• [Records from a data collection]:
━━━━━━━━

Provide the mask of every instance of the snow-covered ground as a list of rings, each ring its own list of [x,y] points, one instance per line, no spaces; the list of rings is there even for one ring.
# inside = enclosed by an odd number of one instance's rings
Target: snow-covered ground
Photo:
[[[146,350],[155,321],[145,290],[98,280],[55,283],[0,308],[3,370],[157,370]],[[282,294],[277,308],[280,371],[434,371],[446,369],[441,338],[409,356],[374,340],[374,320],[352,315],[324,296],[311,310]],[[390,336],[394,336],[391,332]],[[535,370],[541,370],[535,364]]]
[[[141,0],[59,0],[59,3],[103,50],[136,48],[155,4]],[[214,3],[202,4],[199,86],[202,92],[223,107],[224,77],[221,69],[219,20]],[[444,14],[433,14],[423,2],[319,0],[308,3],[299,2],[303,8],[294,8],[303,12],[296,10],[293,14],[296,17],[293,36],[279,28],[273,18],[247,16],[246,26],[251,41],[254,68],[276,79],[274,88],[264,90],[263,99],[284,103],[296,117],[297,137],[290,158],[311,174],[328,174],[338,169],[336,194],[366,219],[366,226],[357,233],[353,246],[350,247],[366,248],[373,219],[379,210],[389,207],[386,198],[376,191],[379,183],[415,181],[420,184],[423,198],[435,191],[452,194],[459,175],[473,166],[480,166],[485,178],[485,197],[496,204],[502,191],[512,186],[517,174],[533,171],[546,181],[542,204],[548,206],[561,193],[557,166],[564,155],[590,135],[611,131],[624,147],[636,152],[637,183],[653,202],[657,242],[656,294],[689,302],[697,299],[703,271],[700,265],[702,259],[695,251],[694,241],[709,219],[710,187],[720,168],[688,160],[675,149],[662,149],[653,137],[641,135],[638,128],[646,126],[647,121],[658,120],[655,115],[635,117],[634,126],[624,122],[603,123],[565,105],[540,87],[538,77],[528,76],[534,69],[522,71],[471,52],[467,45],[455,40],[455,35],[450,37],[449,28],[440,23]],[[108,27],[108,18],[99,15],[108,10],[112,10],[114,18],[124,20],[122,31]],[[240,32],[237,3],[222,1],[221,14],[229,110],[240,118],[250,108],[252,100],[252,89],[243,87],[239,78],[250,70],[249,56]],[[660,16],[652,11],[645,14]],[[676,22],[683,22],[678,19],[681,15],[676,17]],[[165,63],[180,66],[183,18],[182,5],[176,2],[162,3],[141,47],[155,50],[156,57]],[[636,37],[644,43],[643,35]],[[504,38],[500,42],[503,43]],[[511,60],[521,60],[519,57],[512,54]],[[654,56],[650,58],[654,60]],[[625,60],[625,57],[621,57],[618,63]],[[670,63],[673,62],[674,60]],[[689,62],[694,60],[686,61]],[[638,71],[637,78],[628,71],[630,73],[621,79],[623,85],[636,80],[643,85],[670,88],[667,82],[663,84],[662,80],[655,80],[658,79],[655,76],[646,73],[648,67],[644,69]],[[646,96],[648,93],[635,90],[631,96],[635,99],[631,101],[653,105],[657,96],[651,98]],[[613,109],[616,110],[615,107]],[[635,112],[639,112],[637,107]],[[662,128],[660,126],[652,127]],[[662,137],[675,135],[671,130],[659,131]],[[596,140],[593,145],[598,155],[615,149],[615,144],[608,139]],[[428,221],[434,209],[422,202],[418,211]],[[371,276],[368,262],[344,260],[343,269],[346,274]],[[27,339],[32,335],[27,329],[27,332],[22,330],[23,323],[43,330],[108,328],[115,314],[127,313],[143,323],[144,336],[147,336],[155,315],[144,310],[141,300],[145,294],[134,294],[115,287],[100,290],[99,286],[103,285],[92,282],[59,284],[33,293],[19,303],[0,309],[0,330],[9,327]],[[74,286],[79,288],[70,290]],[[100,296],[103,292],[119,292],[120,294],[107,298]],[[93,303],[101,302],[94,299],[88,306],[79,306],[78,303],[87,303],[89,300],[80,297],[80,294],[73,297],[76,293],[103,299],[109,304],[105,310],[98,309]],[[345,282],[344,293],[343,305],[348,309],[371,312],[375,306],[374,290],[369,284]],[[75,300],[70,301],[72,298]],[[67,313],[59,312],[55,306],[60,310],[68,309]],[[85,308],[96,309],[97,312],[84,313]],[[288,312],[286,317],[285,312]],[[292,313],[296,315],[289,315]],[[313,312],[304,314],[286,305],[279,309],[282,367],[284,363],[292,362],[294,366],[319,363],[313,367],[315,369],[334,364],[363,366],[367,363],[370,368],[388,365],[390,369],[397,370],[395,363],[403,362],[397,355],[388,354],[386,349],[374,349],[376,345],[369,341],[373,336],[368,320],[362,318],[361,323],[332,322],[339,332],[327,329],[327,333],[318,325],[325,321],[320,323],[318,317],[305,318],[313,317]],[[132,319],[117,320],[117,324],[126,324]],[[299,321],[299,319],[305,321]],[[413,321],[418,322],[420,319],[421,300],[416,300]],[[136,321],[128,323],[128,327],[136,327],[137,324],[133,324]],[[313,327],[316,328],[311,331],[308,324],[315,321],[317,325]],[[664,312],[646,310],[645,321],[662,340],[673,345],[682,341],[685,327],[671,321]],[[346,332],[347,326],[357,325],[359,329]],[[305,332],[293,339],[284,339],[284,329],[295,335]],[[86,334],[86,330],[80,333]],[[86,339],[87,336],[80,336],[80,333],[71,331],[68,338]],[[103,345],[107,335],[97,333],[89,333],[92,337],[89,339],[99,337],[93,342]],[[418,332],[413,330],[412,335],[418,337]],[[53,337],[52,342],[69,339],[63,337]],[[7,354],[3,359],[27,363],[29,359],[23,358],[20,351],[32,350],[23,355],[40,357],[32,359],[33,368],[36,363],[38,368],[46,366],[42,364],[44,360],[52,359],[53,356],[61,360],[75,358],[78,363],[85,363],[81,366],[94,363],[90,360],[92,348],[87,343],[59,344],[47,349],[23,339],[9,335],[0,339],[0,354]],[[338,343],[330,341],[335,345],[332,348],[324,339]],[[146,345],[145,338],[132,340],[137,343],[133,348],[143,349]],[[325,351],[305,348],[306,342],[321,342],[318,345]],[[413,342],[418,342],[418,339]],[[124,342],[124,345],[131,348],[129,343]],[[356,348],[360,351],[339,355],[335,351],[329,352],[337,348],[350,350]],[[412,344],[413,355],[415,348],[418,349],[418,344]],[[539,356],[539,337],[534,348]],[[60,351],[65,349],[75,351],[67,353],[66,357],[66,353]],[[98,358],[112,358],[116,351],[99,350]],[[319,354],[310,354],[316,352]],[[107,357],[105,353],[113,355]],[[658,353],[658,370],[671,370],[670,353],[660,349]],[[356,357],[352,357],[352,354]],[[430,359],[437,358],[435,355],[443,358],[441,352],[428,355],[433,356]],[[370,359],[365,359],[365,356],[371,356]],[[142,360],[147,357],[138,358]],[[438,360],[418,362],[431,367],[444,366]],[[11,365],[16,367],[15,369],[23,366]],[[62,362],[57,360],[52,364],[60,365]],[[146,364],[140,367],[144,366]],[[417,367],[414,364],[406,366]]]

━━━━━━━━

Write out all the data again, exactly as it appears.

• [Exercise output]:
Provide the mask of every instance of the snow-covered ground as a list of rings, each ring its own list of [x,y] points, one instance per line, no spaces; the list of rings is there even for one ring.
# inside = enclosed by an odd number of one instance's rings
Target: snow-covered ground
Photo:
[[[146,350],[155,321],[145,290],[98,280],[55,283],[0,308],[3,370],[157,370]],[[282,294],[277,308],[280,371],[434,371],[446,369],[441,338],[409,356],[374,340],[374,320],[352,315],[324,296],[311,310]],[[390,336],[394,336],[391,332]],[[535,370],[541,370],[535,364]]]
[[[141,0],[59,0],[59,3],[103,50],[136,48],[155,4]],[[214,3],[202,4],[199,86],[202,92],[223,107],[224,77],[221,69],[219,20]],[[444,14],[433,14],[423,2],[319,0],[308,3],[299,2],[303,8],[294,8],[303,12],[296,10],[293,14],[296,17],[293,36],[279,28],[273,18],[247,16],[246,26],[251,41],[254,68],[276,79],[274,88],[264,90],[263,99],[284,103],[296,117],[297,137],[290,158],[311,174],[328,174],[338,169],[336,194],[366,219],[366,226],[357,233],[353,246],[350,247],[366,248],[373,219],[379,210],[389,207],[386,198],[376,191],[379,183],[415,181],[420,184],[423,198],[435,191],[452,194],[459,175],[473,166],[480,166],[485,178],[485,197],[496,204],[502,191],[512,186],[517,174],[533,171],[546,181],[542,204],[548,206],[561,193],[557,166],[564,155],[590,135],[611,131],[624,147],[636,152],[637,183],[653,202],[657,242],[656,294],[689,302],[697,299],[703,271],[700,265],[702,259],[695,251],[694,241],[709,219],[710,187],[720,168],[688,160],[675,149],[662,149],[653,137],[641,135],[638,128],[646,126],[647,121],[658,120],[655,115],[635,117],[634,126],[624,122],[603,123],[565,105],[540,87],[538,77],[528,76],[534,69],[522,71],[471,52],[467,45],[455,40],[455,35],[450,37],[449,28],[440,23]],[[108,27],[108,18],[99,15],[108,10],[112,10],[114,18],[124,20],[122,31]],[[240,32],[237,3],[222,1],[221,14],[229,110],[240,118],[250,108],[252,100],[252,89],[243,87],[239,78],[250,70],[249,56]],[[660,16],[652,11],[645,14]],[[676,22],[683,22],[678,19],[681,15],[676,17]],[[165,63],[180,66],[183,18],[182,5],[176,2],[162,3],[141,47],[155,50],[156,57]],[[636,37],[644,43],[643,35]],[[504,38],[500,42],[503,43]],[[511,60],[521,60],[519,57],[512,54]],[[654,56],[650,58],[654,60]],[[625,60],[625,57],[621,57],[618,63]],[[670,63],[673,62],[674,60]],[[689,62],[694,60],[686,61]],[[638,71],[637,78],[628,71],[630,73],[621,79],[623,85],[636,80],[643,85],[670,88],[667,82],[663,84],[662,80],[655,80],[658,79],[655,76],[646,73],[648,67],[644,69]],[[646,96],[648,93],[635,90],[631,96],[635,99],[631,101],[653,105],[657,96],[651,98]],[[613,109],[616,110],[615,107]],[[635,112],[639,112],[637,107]],[[662,128],[660,126],[652,127]],[[662,137],[675,135],[671,130],[659,131]],[[596,140],[593,145],[598,155],[615,149],[615,144],[608,139]],[[428,221],[434,209],[422,202],[418,211]],[[371,276],[368,262],[344,260],[343,269],[346,274]],[[27,339],[32,335],[27,329],[27,332],[22,330],[23,323],[43,330],[108,328],[115,314],[127,313],[143,323],[144,336],[147,336],[155,315],[144,310],[141,300],[145,294],[134,294],[115,287],[100,290],[99,286],[103,285],[92,282],[59,284],[33,293],[19,303],[0,309],[0,330],[9,327]],[[74,286],[79,288],[70,290]],[[100,296],[103,292],[119,292],[120,294],[107,298]],[[93,303],[101,302],[94,299],[88,306],[79,306],[78,303],[87,303],[89,300],[80,297],[80,294],[73,297],[76,293],[103,299],[109,304],[105,310],[98,309]],[[345,282],[344,293],[343,305],[348,309],[371,312],[375,306],[374,290],[369,284]],[[75,300],[70,301],[72,298]],[[67,313],[59,312],[55,306],[60,310],[68,309]],[[85,308],[96,309],[97,312],[84,313]],[[288,312],[286,317],[285,312]],[[292,313],[296,315],[289,315]],[[313,312],[304,314],[286,305],[279,309],[282,367],[284,363],[292,362],[294,366],[319,363],[313,367],[315,369],[334,364],[363,366],[367,363],[370,368],[388,365],[390,369],[397,370],[395,363],[403,362],[397,355],[388,354],[386,349],[374,349],[376,345],[369,341],[373,336],[368,320],[362,318],[361,323],[332,322],[339,332],[327,329],[327,333],[318,325],[325,321],[320,323],[318,317],[305,318],[313,317]],[[132,319],[117,320],[117,324],[126,324]],[[299,321],[299,319],[305,321]],[[413,321],[418,322],[420,319],[421,300],[416,300]],[[136,321],[128,323],[128,327],[136,327],[137,324],[133,324]],[[313,327],[316,328],[311,331],[308,324],[315,321],[317,325]],[[664,312],[646,310],[645,321],[662,340],[673,345],[682,341],[685,327],[671,321]],[[346,332],[347,326],[357,325],[359,329]],[[305,332],[293,339],[284,339],[284,329],[295,335]],[[86,334],[86,330],[80,333]],[[86,339],[87,336],[80,336],[80,333],[71,331],[68,338]],[[103,345],[107,335],[97,333],[89,333],[92,337],[89,339],[99,337],[93,342]],[[418,332],[413,330],[412,335],[418,337]],[[53,337],[52,342],[69,339],[63,337]],[[7,354],[3,359],[27,363],[29,359],[23,358],[20,351],[32,350],[23,355],[40,357],[32,359],[33,368],[36,363],[38,368],[46,366],[42,364],[44,360],[52,359],[53,356],[61,360],[75,358],[78,363],[85,363],[81,366],[94,363],[90,360],[92,348],[87,343],[59,344],[47,349],[23,339],[9,335],[0,339],[0,354]],[[338,343],[330,341],[335,345],[332,348],[324,339]],[[146,345],[145,338],[132,340],[137,343],[133,348],[143,349]],[[325,351],[305,348],[306,342],[321,342],[318,345]],[[413,342],[418,342],[418,339]],[[124,342],[124,345],[131,348],[129,343]],[[356,348],[360,351],[339,355],[335,351],[329,352],[337,348],[350,350]],[[412,344],[413,355],[415,348],[418,349],[418,344]],[[539,356],[539,337],[534,348]],[[60,351],[65,349],[75,351],[67,353],[66,357],[66,353]],[[98,358],[112,358],[116,351],[99,350]],[[319,354],[310,354],[316,352]],[[107,357],[105,353],[113,355]],[[658,353],[658,370],[671,370],[670,353],[660,349]],[[356,357],[352,357],[352,354]],[[430,359],[437,358],[435,355],[443,358],[441,352],[428,355],[433,356]],[[370,359],[365,359],[365,356],[371,356]],[[142,360],[147,357],[138,358]],[[438,360],[418,362],[431,367],[444,366]],[[11,365],[16,367],[15,369],[23,366]],[[62,362],[57,360],[52,364],[60,365]],[[146,364],[140,367],[144,366]],[[417,367],[414,364],[406,366]]]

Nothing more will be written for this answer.